▶ EXERCISE DETAILS
Starting at the line that contains "mountain on this basis.", copy each line through the end of the listing below. Include both ends and output nothing more.

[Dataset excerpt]
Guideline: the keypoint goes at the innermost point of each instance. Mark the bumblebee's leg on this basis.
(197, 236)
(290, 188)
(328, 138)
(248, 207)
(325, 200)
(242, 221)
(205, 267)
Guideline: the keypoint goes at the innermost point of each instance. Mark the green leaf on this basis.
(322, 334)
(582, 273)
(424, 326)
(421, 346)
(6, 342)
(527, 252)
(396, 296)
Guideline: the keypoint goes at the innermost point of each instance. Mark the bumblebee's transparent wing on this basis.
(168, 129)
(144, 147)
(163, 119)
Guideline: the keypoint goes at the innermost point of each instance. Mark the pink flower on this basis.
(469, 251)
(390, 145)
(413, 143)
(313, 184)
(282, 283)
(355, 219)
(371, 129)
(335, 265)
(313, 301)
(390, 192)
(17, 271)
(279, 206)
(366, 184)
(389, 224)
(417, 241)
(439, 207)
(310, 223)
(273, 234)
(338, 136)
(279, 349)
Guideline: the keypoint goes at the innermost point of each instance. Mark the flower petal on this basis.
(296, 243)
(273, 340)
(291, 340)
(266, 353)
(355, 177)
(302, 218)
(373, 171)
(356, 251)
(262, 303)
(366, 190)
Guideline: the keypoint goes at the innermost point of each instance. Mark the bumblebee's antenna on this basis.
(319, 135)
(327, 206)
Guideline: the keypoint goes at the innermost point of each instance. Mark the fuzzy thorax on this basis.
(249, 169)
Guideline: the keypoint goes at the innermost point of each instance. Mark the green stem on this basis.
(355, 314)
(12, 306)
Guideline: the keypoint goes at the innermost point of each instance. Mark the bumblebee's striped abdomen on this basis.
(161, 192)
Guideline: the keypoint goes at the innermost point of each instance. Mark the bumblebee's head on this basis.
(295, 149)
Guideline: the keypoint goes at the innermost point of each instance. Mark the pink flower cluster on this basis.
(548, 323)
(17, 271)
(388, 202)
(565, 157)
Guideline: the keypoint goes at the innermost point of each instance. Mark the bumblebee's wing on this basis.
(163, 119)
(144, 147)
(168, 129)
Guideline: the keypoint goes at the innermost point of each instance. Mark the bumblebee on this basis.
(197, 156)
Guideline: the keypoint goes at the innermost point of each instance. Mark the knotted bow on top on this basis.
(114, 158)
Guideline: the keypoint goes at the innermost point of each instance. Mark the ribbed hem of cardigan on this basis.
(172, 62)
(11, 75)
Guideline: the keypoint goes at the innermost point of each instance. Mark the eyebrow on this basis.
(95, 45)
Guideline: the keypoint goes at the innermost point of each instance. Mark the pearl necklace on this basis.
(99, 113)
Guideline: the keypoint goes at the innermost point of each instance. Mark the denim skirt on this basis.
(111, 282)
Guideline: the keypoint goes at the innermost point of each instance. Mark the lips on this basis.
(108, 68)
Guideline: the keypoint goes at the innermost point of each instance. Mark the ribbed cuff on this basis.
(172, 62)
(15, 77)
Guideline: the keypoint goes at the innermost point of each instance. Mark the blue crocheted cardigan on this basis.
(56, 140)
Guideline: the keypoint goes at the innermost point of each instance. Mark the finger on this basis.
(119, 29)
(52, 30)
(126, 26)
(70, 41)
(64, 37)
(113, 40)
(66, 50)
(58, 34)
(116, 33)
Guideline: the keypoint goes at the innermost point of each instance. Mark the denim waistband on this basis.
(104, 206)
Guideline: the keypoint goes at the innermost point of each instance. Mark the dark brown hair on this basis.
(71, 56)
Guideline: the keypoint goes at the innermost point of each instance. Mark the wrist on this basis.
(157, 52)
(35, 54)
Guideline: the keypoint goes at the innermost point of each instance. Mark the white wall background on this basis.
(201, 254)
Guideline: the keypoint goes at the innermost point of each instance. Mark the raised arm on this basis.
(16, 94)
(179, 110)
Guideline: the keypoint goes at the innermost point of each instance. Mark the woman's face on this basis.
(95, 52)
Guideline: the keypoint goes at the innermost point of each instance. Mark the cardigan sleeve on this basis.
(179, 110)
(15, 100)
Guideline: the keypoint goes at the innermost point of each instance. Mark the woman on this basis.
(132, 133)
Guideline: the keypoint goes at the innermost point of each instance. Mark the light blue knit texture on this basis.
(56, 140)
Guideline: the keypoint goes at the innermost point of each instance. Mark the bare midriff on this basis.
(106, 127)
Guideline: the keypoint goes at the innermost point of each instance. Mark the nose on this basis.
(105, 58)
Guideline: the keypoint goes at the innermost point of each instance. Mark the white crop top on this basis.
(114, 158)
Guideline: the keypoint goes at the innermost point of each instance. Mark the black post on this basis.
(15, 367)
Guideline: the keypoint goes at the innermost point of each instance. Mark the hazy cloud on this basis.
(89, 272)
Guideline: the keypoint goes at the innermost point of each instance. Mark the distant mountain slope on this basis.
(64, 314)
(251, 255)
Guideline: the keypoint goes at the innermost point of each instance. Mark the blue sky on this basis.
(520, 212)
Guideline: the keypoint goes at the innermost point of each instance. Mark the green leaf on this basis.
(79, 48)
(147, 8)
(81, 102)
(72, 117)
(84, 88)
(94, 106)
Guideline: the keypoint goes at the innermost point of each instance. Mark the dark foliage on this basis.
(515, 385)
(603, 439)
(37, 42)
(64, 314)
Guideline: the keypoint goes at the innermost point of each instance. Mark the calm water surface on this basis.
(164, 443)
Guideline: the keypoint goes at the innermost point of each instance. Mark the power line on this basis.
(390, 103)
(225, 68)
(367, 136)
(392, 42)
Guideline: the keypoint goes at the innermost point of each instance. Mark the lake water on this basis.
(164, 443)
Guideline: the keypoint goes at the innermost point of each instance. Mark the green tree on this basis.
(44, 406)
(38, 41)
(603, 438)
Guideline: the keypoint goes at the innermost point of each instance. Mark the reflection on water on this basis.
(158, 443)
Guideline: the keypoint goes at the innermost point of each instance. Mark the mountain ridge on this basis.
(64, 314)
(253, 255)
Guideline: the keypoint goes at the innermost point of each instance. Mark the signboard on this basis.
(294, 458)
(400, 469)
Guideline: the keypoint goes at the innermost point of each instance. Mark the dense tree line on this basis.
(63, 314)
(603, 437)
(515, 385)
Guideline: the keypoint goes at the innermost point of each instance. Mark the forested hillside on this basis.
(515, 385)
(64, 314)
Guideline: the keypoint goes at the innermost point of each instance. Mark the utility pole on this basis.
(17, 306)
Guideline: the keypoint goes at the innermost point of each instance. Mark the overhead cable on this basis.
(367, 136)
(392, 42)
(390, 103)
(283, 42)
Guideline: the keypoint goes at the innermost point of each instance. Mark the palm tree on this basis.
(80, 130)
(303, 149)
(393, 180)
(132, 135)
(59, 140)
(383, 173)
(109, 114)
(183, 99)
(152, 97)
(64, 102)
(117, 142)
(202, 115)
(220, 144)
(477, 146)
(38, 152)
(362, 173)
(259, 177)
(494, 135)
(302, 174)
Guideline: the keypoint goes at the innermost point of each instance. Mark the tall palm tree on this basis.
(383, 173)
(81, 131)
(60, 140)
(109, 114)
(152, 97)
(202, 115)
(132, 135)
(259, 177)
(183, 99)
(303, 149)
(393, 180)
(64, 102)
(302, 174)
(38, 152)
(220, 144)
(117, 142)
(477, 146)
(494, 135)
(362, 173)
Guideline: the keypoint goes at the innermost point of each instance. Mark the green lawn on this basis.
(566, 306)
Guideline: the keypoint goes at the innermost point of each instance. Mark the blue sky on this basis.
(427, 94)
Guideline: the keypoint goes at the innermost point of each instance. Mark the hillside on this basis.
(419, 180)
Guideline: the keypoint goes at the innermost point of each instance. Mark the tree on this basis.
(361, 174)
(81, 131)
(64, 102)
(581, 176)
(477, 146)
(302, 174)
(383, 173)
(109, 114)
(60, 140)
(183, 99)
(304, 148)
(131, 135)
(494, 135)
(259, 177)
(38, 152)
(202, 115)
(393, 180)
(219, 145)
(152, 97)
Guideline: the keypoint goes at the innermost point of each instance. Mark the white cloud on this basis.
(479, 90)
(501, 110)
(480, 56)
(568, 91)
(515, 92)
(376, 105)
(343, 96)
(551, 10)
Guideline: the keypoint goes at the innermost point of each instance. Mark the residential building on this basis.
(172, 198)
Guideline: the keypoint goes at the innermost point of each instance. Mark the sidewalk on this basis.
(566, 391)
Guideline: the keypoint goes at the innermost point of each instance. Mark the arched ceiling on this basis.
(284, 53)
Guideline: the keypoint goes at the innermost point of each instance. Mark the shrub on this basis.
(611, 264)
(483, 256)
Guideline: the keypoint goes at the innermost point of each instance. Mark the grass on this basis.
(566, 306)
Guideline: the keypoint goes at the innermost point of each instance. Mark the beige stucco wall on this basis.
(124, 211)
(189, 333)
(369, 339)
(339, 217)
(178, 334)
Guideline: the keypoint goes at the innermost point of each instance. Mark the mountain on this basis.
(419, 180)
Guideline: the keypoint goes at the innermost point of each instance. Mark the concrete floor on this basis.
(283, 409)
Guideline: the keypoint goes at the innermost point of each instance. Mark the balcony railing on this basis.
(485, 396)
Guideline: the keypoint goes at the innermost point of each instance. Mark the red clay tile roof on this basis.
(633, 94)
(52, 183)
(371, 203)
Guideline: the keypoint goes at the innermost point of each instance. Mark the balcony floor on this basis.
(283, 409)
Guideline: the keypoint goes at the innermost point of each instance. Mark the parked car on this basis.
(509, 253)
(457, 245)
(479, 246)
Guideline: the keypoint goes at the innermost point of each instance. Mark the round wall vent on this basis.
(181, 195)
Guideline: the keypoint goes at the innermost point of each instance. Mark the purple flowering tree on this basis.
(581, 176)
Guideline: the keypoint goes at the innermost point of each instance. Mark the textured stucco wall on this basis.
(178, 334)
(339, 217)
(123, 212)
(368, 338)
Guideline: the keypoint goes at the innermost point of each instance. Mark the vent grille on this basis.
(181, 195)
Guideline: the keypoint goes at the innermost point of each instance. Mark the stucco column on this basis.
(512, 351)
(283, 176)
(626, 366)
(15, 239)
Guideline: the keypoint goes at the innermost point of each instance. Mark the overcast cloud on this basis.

▶ TASK RESULT
Guideline: the keypoint goes at the innermost point of each instance. Mark the mountain on this basis.
(419, 180)
Guideline: the keypoint goes at the innermost point of each instance. Mark the concrete floor on this basis.
(283, 409)
Guideline: the keypoint goes at the innermost point of each instance. Mark the balcony railing on this basis.
(485, 396)
Guideline: the keypoint goes at the innermost point of each instance. Mark the red clay tile roof on this basis.
(633, 94)
(52, 183)
(371, 203)
Guideline: the keypoint goes at the innermost point of each instance. Mark the balcony floor on this basis.
(283, 409)
Guideline: the keypoint goes at the innermost point of each instance. Mark the parked car on this basis.
(509, 253)
(457, 245)
(479, 246)
Guideline: the keypoint goes at the innermost point of each instance. Mark the round wall vent on this basis.
(181, 195)
Guideline: the keypoint goes at the innermost point of each instance. Mark the purple flowering tree on this basis.
(581, 176)
Guideline: the keypoint goes at the innermost point of each instance. Mark the textured stucco wall on this basis.
(178, 334)
(339, 217)
(123, 212)
(368, 338)
Guideline: the keypoint goes at the innermost point of each instance. Mark the vent grille on this basis.
(181, 195)
Guideline: the keypoint goes at the innermost point of each instance. Mark the stucco column on this basis.
(512, 351)
(283, 176)
(626, 366)
(15, 239)
Guideline: the keypoint goes at the innermost point of each instance. Mark the overcast cloud on this basis.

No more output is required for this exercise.